Add 63 to each x and y coordinate in the answers of the listing below, and write out every line of the listing again, requests included. Leave the pictures out.
* BEGIN *
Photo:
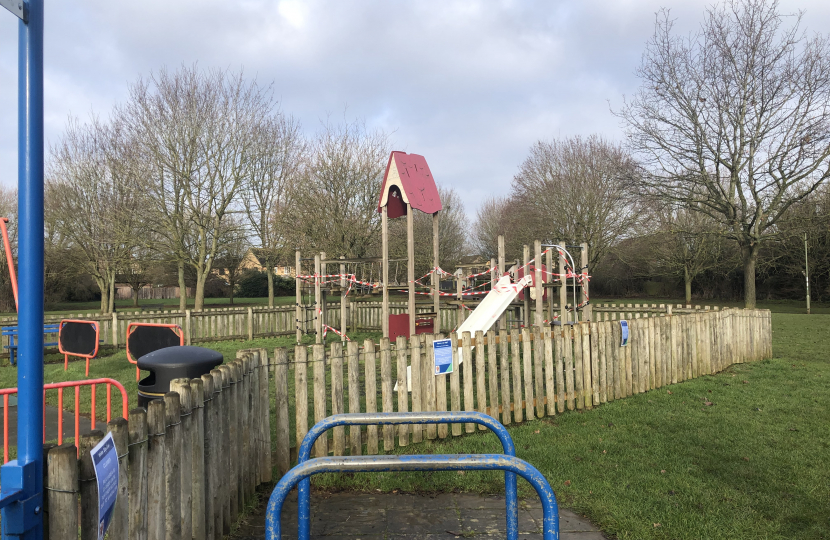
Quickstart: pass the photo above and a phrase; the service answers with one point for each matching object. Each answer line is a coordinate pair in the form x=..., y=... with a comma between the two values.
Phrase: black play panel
x=146, y=339
x=78, y=338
* END *
→ TASK OUTPUT:
Photo:
Quickstart: pass the photo above and a phrase; the service answers with one point for each matching object. Each answer line is a coordinate pair in the form x=..., y=... with a comma between the two values.
Phrase: black play panel
x=209, y=402
x=141, y=401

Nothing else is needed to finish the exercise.